> [REQUIREMENT]
Which lines of the data below contain the string "mountain"? Return every such line in full, treating uppercase and lowercase letters as different.

> [EXERCISE DATA]
◆ ◆ ◆ ◆

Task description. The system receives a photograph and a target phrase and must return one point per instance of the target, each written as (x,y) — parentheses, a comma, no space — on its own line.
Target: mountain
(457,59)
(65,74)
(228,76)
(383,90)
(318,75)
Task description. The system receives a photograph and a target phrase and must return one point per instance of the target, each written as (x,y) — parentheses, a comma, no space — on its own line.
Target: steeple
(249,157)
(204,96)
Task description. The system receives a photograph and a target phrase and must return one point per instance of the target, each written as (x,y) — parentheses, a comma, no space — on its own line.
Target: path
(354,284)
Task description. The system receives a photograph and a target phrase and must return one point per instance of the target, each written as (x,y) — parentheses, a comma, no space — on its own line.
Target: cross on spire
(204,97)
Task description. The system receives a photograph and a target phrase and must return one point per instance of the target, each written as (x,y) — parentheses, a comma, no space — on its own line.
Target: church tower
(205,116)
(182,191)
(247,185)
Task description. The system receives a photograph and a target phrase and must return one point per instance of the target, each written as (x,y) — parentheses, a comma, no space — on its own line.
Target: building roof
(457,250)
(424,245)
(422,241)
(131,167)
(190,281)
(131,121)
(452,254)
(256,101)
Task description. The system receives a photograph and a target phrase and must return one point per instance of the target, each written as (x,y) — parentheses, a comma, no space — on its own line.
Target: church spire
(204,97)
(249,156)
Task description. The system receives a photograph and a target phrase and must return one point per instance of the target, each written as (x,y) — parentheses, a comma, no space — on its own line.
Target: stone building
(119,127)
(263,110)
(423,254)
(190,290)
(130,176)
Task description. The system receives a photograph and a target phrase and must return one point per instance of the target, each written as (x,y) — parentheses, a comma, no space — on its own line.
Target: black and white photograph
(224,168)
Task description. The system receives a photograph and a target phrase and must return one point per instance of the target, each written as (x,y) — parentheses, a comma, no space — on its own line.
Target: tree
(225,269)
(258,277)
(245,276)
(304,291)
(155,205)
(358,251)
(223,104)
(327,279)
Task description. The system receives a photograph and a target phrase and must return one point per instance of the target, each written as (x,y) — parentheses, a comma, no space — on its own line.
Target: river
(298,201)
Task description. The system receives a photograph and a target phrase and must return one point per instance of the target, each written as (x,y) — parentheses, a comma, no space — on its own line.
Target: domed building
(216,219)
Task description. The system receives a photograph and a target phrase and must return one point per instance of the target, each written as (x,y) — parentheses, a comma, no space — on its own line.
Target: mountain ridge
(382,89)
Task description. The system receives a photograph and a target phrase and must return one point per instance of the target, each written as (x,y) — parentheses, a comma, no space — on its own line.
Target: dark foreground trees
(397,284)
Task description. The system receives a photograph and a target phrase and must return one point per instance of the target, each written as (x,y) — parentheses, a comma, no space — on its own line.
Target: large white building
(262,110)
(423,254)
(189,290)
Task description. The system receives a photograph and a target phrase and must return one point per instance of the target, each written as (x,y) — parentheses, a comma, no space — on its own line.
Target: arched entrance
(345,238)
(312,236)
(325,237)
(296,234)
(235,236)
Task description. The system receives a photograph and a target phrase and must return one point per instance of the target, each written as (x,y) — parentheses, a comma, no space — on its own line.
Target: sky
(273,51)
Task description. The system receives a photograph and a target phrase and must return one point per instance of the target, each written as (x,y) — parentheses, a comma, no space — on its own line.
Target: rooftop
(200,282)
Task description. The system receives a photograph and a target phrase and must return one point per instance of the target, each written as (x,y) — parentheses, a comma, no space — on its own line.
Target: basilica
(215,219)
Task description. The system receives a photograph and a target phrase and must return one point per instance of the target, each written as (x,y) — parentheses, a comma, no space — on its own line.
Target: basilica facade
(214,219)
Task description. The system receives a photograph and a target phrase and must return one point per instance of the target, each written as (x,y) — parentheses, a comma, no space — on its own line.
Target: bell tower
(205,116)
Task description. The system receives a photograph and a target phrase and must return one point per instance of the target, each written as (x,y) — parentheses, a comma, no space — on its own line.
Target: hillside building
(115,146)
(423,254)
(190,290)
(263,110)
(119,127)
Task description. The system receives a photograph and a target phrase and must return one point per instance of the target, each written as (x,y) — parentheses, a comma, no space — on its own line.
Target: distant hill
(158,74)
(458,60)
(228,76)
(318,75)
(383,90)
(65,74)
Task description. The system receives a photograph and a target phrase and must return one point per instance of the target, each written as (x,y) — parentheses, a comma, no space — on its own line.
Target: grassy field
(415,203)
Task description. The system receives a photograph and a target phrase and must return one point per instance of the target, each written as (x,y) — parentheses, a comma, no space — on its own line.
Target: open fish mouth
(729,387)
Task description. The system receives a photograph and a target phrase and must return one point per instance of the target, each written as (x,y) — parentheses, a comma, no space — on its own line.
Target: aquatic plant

◆ ◆ ◆ ◆

> [FULL RESPONSE]
Target: mountain
Target: mountain ridge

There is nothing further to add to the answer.